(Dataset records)
◇ ◇ ◇ ◇
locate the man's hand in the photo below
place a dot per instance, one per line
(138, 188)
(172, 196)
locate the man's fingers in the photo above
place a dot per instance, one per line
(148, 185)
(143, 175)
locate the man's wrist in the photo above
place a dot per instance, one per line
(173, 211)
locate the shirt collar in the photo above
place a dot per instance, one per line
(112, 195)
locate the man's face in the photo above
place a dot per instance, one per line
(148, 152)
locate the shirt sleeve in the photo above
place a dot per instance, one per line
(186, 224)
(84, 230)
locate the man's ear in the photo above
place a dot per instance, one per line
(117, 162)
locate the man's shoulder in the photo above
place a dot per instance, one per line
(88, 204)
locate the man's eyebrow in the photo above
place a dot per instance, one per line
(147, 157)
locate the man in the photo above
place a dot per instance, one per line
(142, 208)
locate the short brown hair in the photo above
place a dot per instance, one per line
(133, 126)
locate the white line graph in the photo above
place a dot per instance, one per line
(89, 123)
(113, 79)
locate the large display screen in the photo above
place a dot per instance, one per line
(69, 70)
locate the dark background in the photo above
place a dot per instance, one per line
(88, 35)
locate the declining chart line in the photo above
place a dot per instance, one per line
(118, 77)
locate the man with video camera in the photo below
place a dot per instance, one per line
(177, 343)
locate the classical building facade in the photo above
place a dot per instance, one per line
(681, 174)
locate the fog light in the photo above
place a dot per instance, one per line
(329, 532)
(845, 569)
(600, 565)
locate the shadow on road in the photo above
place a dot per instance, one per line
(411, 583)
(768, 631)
◇ ◇ ◇ ◇
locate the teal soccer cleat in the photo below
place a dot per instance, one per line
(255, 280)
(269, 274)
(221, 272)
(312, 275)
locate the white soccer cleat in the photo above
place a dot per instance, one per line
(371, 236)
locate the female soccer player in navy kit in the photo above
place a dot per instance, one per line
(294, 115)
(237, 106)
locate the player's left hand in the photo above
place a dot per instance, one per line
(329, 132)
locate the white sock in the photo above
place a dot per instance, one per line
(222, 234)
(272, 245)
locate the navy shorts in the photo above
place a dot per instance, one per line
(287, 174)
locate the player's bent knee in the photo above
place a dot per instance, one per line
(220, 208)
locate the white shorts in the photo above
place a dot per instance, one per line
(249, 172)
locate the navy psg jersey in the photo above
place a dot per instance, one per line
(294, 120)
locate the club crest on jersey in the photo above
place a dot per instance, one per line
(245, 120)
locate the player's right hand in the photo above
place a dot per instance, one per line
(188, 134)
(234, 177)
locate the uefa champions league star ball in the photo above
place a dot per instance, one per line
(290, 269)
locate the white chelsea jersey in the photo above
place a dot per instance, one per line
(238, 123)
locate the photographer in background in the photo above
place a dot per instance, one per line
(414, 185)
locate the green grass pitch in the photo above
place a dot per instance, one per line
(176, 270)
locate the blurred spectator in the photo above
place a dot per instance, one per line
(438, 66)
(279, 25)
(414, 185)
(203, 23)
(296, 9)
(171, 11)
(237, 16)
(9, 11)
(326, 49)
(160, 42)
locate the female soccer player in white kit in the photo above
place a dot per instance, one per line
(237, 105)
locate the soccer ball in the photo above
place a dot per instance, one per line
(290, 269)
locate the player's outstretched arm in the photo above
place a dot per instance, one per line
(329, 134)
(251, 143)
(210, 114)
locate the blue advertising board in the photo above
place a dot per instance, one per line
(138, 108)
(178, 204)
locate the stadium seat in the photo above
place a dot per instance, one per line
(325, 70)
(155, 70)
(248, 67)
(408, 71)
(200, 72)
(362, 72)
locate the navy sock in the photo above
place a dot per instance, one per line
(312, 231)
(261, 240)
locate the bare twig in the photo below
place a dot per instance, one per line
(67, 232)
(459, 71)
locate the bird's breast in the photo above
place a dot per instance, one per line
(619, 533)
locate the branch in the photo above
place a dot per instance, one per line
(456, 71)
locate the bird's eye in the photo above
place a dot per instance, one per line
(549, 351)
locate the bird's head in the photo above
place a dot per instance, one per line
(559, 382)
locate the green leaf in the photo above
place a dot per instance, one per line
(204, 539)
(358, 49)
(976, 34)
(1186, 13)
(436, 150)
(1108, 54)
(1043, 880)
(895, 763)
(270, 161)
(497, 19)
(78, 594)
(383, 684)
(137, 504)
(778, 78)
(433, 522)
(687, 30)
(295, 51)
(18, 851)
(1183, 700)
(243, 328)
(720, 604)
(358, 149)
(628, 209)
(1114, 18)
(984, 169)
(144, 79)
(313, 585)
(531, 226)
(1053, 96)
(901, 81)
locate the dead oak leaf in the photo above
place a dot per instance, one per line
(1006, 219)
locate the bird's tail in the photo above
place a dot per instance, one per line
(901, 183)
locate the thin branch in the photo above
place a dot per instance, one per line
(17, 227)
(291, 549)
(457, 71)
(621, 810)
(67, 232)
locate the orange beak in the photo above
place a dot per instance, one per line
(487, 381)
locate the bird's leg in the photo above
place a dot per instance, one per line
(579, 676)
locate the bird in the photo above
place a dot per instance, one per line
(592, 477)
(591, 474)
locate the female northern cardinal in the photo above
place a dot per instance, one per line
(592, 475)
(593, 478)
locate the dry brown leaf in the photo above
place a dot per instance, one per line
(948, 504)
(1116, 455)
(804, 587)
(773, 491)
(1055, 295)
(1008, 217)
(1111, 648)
◇ ◇ ◇ ◇
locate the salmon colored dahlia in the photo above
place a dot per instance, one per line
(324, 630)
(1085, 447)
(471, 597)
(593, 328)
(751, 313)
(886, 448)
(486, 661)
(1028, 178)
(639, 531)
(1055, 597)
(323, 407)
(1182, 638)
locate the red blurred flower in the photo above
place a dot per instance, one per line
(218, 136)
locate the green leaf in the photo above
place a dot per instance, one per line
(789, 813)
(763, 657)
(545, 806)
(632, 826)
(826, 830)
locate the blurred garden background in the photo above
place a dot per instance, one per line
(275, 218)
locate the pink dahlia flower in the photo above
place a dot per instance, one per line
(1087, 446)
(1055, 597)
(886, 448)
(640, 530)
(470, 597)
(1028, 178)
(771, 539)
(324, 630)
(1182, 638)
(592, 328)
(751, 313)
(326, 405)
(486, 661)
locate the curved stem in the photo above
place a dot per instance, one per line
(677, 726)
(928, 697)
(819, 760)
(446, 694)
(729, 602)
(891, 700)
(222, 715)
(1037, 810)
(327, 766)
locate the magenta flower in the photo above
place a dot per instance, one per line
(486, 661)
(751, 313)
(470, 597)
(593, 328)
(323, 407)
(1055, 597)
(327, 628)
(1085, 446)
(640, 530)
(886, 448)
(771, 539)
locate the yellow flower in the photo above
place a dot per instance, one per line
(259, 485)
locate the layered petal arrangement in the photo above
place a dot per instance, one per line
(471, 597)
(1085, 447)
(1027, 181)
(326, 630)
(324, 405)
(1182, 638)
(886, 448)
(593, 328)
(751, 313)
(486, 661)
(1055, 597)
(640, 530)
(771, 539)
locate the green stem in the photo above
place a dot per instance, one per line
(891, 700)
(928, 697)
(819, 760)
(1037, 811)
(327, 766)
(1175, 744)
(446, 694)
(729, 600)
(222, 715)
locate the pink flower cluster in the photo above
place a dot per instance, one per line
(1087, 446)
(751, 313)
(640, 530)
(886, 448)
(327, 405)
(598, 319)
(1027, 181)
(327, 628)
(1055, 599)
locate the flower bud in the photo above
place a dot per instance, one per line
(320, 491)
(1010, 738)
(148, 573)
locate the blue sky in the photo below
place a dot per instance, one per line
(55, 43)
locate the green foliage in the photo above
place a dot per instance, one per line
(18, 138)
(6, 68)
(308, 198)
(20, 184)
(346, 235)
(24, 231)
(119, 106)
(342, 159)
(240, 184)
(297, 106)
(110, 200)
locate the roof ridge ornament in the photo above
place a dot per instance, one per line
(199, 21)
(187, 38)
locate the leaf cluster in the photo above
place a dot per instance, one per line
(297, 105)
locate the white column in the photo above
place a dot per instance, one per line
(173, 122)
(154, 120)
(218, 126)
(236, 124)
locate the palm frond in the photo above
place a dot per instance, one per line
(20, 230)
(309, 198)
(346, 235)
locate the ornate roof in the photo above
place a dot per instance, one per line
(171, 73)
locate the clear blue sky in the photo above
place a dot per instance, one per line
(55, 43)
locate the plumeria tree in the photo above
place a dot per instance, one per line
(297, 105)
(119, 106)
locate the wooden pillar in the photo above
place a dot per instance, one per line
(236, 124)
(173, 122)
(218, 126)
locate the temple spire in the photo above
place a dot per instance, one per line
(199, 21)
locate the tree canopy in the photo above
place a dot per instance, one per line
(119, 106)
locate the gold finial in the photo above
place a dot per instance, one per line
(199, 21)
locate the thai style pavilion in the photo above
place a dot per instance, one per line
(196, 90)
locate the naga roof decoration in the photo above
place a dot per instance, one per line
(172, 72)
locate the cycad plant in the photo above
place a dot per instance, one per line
◇ ◇ ◇ ◇
- [Requirement]
Recast the lines from the one containing "locate the female northern" up to and including the one containing "(1111, 648)" as a Markdown table with the columns Num and Line, where Num numbers each line in order and Line holds its text, with blank lines left out.

- [Written response]
| Num | Line |
|---|---|
| 1 | locate the female northern cardinal in the photo above |
| 2 | place a dot per instance, one per line |
| 3 | (592, 475) |
| 4 | (593, 478) |
| 5 | locate the dry brown leaf in the photo above |
| 6 | place a dot per instance, one per line |
| 7 | (948, 504) |
| 8 | (1116, 455) |
| 9 | (804, 587) |
| 10 | (773, 491) |
| 11 | (1055, 295) |
| 12 | (1008, 217) |
| 13 | (1111, 648) |